[AIM OF THE EXERCISE] Would you return exactly the lines from the top of the data below through the one containing "Target: green grass pitch", leaving out the pictures?

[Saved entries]

************

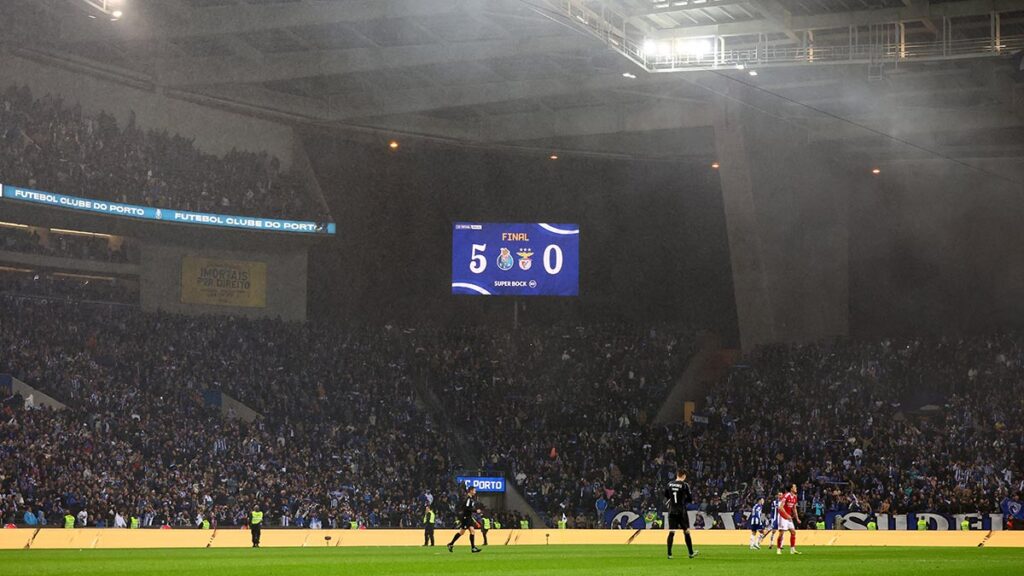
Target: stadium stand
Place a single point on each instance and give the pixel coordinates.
(907, 425)
(49, 145)
(65, 245)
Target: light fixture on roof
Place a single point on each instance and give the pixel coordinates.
(113, 9)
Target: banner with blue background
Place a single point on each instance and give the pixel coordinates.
(164, 214)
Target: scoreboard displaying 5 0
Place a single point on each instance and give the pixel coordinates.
(515, 259)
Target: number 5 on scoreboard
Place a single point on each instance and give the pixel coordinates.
(478, 262)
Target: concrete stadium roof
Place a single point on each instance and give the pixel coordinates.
(529, 72)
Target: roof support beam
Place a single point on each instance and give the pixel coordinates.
(291, 66)
(588, 121)
(220, 21)
(594, 120)
(420, 99)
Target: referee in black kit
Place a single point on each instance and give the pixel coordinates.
(678, 495)
(466, 522)
(428, 526)
(256, 525)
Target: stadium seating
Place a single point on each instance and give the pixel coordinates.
(47, 144)
(891, 425)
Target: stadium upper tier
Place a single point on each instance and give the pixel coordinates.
(46, 144)
(565, 412)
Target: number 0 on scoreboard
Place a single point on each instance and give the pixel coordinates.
(515, 259)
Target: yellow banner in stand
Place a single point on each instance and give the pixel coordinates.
(223, 283)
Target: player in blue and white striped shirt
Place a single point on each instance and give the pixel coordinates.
(772, 527)
(756, 523)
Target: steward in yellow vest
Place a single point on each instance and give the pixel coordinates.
(256, 525)
(429, 518)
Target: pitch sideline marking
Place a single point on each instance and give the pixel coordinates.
(28, 544)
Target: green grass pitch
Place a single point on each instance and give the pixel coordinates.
(498, 561)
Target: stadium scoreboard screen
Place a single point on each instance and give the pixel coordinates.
(515, 259)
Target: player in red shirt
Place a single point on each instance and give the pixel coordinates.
(787, 520)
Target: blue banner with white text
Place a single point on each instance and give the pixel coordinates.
(482, 484)
(164, 214)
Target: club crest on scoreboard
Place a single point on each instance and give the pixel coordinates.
(505, 259)
(524, 258)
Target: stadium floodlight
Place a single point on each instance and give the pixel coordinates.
(112, 8)
(686, 47)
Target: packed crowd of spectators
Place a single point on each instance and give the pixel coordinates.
(65, 245)
(563, 411)
(341, 439)
(882, 426)
(68, 287)
(49, 145)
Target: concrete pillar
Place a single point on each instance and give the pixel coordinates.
(786, 218)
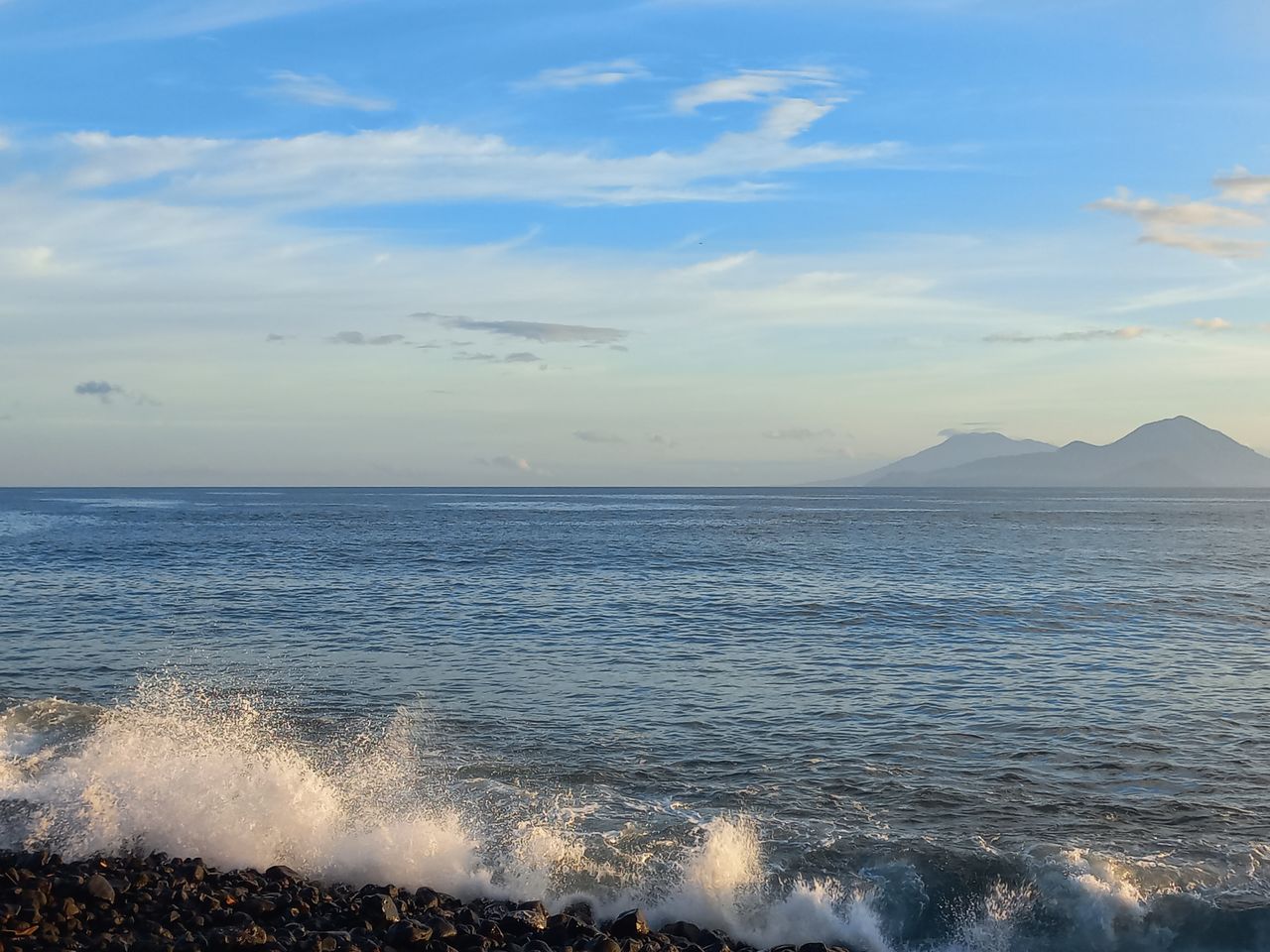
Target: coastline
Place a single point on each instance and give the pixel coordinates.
(163, 904)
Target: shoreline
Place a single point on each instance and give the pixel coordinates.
(164, 904)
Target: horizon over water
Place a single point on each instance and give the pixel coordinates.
(993, 721)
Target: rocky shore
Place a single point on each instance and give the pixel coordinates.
(162, 904)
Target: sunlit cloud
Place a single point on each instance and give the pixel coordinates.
(588, 73)
(321, 90)
(1069, 336)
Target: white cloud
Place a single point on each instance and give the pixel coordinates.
(1243, 186)
(321, 90)
(798, 433)
(1211, 324)
(512, 462)
(715, 266)
(162, 19)
(434, 163)
(751, 85)
(1184, 214)
(1185, 223)
(1069, 336)
(597, 436)
(588, 73)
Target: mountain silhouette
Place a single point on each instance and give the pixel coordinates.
(1178, 453)
(955, 451)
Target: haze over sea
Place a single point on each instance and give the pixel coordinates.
(906, 719)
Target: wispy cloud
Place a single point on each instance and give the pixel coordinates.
(715, 266)
(322, 90)
(105, 393)
(435, 163)
(544, 333)
(1243, 186)
(1069, 336)
(516, 463)
(163, 19)
(1188, 223)
(588, 73)
(356, 338)
(798, 433)
(597, 436)
(751, 85)
(1211, 324)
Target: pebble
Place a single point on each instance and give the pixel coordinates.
(162, 904)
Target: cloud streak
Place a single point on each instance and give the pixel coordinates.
(751, 85)
(544, 333)
(436, 163)
(1069, 336)
(354, 338)
(105, 393)
(588, 73)
(324, 91)
(1243, 186)
(798, 433)
(597, 436)
(1188, 223)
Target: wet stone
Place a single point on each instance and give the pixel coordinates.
(627, 925)
(380, 909)
(100, 889)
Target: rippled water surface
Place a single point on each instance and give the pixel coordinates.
(957, 719)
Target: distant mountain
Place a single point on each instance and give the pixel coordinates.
(1178, 453)
(955, 451)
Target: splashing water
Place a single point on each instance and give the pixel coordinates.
(227, 775)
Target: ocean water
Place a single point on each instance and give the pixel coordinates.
(906, 720)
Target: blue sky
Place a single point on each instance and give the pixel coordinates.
(672, 241)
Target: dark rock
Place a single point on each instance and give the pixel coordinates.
(426, 898)
(409, 934)
(100, 889)
(581, 910)
(688, 930)
(282, 875)
(629, 925)
(441, 927)
(379, 909)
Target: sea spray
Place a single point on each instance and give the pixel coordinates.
(229, 775)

************

[TASK RESPONSE]
Target: stadium stand
Place a single point on each instance and give the pixel coordinates.
(907, 425)
(49, 145)
(65, 245)
Target: light fixture on roof
Place a single point on each instance and give the pixel coordinates.
(113, 9)
Target: banner with blue background
Place a single point on each instance and give the pixel coordinates.
(164, 214)
Target: scoreboard displaying 5 0
Place a single point on each instance and give the pixel coordinates.
(515, 259)
Target: number 5 on scoreboard
Place a single point on each instance and give the pixel coordinates.
(478, 262)
Target: concrete stadium roof
Place a single point on each instance and give the pixel coordinates.
(529, 72)
Target: roof support beam
Place a single point on each instance and give the pixel coordinates.
(291, 66)
(588, 121)
(220, 21)
(594, 120)
(420, 99)
Target: referee in black kit
Place a single point on each instance and give the pixel coordinates.
(678, 495)
(466, 522)
(428, 526)
(256, 525)
Target: stadium seating
Place a single point on each instance and give the pixel coordinates.
(47, 144)
(891, 425)
Target: stadium upper tier
Place a single point on each instance and give the pixel coordinates.
(46, 144)
(565, 412)
Target: number 0 on scoreboard
Place a single point on each instance and give the pixel coordinates.
(515, 259)
Target: yellow banner in stand
Place a single point on each instance and give the pixel coordinates.
(223, 283)
Target: player in blue and white striped shirt
Place a single point on each instance and give the pixel coordinates.
(772, 527)
(756, 523)
Target: steward in yellow vest
Place a single point on each instance and give the pixel coordinates.
(256, 525)
(429, 518)
Target: pitch sideline marking
Place a single point on each instance and give the pixel coordinates.
(28, 544)
Target: green grass pitch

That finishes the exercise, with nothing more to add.